[EXERCISE PASSAGE Boundary: Start]

Going Through Old Notebooks Part 15: Daedalus
In the ICU, everything beeps.
Dear reader, this comes from two notebook entries written in New Mexico in the fall of 2021.
The helicopter outside the hospital takes off from a helipad right in front of the main doors of the emergency room. It is strange to see, whirring and whirring, until the right speed is reached for ascent to be possible. Leaving, I assume that no one sick or injured is inside. People watch from the parking lot walkway; one takes a video. This particular helicopter is yellow, but there are others—red, black, white, blue. They seem too small to fit all the things that one needs to keep a critically ill patient alive. I suppose these are only for short rides; for the hikers rescued from mountainsides or other such predicaments. I don’t know.
The air has turned crisp. Last night, as I stood at the end of the driveway of a borrowed house, in a suburban American street, I watched the green leaves move in the air under a street light in the quiet. The sky, in early evening, was dark but not starry. The moon was a sliver, unremarkable. A star, or a planet, had positioned itself at an angle below the moon, like an arrow shot from a bow, or rather the point of a long arrow pulled back and ready to be shot. I noticed the quiet houses, and the inadequate street lights, the patches of dark, and the strange hush of air and trees as I waited for my brother to pick me up and take me back to the hospital.
In the ICU, everything beeps. There are the beeps that accompany the yellow or red lights on the heart monitor when the rhythm falters, and the chime of the oxygen meter, and the clown-car honks of the ventilator when my father breathes wrong against the machine, or doesn’t breathe, or tries to talk.

[EXERCISE PASSAGE Boundary: End]

**QUESTIONS ON THE MATERIAL**
**1)** In the notebook passage, substitute "crescent" for "moon" and write out the text from "The air has" to "to the hospital.".
**2)** Continue the notebook passage about the ICU from the point where it stops.
The listing comes from a different source than the notebook passage.

[MATERIAL SUPPLIED Boundary: Start]

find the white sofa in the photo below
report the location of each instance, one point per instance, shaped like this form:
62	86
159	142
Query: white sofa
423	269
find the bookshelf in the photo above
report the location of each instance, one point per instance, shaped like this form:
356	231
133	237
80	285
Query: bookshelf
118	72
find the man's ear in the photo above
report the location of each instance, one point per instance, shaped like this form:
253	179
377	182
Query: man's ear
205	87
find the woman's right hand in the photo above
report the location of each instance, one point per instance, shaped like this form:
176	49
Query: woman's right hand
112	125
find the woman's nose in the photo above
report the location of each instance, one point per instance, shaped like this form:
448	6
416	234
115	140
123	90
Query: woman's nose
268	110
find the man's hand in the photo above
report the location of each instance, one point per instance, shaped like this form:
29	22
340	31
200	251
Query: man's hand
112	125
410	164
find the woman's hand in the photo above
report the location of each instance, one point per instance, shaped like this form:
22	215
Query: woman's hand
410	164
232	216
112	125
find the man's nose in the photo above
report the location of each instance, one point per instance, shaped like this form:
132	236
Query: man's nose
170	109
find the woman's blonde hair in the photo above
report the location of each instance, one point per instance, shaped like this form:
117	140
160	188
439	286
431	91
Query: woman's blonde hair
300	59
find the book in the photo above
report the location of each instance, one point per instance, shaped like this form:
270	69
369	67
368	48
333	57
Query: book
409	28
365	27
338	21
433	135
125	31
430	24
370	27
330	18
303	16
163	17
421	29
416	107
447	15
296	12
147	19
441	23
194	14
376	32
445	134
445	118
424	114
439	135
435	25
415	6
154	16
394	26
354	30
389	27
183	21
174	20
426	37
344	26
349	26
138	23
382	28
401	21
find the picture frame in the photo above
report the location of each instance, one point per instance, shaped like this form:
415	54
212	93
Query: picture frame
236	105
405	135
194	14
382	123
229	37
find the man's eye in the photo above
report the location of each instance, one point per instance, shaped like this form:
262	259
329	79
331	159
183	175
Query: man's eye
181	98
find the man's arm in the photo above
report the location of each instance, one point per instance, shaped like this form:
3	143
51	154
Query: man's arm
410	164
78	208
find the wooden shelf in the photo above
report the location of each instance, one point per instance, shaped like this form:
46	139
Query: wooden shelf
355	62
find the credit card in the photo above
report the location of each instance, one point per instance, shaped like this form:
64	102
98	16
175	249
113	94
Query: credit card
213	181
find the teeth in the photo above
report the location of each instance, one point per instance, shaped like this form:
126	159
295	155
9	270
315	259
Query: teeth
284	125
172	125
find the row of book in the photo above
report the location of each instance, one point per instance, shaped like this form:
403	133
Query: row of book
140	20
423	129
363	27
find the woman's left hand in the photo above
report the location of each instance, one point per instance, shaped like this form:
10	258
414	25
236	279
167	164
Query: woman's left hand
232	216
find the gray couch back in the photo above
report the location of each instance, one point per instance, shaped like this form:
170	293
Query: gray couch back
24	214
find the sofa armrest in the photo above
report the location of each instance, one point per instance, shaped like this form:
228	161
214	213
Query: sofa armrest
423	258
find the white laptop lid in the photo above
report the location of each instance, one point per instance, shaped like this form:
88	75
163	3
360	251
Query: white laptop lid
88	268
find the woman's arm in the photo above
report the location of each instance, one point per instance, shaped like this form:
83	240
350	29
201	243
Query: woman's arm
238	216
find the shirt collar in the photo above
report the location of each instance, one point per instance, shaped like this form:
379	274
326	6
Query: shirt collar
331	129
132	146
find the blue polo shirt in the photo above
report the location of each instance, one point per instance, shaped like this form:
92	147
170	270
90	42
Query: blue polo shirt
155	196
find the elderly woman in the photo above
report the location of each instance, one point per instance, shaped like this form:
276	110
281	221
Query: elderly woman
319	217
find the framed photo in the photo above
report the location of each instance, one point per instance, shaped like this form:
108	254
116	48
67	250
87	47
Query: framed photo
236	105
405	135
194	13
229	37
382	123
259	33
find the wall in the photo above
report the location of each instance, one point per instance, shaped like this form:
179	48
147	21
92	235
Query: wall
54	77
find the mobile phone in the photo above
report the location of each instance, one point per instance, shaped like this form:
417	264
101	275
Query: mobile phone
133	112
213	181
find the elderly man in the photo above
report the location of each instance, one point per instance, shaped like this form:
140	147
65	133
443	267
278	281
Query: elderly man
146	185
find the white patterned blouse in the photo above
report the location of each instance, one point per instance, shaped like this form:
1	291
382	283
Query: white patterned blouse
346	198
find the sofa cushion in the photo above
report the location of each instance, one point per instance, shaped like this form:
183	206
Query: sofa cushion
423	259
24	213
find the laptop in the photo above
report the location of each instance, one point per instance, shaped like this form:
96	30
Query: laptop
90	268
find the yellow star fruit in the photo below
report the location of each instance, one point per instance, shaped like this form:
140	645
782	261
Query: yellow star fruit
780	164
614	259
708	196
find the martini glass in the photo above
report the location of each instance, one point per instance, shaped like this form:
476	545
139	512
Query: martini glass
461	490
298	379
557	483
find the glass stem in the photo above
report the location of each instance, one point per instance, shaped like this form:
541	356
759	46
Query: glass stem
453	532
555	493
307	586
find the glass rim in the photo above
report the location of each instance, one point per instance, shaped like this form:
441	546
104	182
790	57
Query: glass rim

[MATERIAL SUPPLIED Boundary: End]

**RESULTS OF THE EXERCISE**
**1)**
The air has turned crisp. Last night, as I stood at the end of the driveway of a borrowed house, in a suburban American street, I watched the green leaves move in the air under a street light in the quiet. The sky, in early evening, was dark but not starry. The crescent was a sliver, unremarkable. A star, or a planet, had positioned itself at an angle below the crescent, like an arrow shot from a bow, or rather the point of a long arrow pulled back and ready to be shot. I noticed the quiet houses, and the inadequate street lights, the patches of dark, and the strange hush of air and trees as I waited for my brother to pick me up and take me back to the hospital.

**2)**
Today, or maybe it was yesterday, my father asked why it was that he couldn’t talk. He asks this by mouthing the words, which is sometimes easy to understand, and sometimes hard, and sometimes impossible. I tell him that he can’t talk because there isn’t any air passing over his vocal chords. I say that before too long he’ll be fitted with a new kind of cap for his tracheotomy, which will allow for the air to pass and then he’ll be able to speak normally, with his own voice. He seems skeptical.
As humans, our greatest strength is our ability to adapt. Strange surroundings become quickly familiar. The intolerable becomes routine. The borrowed house, the ICU, the light in the kitchen over someone else’s linoleum, the corridors of the hospital and the smell of the room, the cleaning products and the bags of medicines and of bodily secretions; this world in which all other identities have been stripped from me, save that of daughter and sister; the patients in the other rooms, visited and tended to as if upon an altar, immobile and fussed-over as gods, and just as silent.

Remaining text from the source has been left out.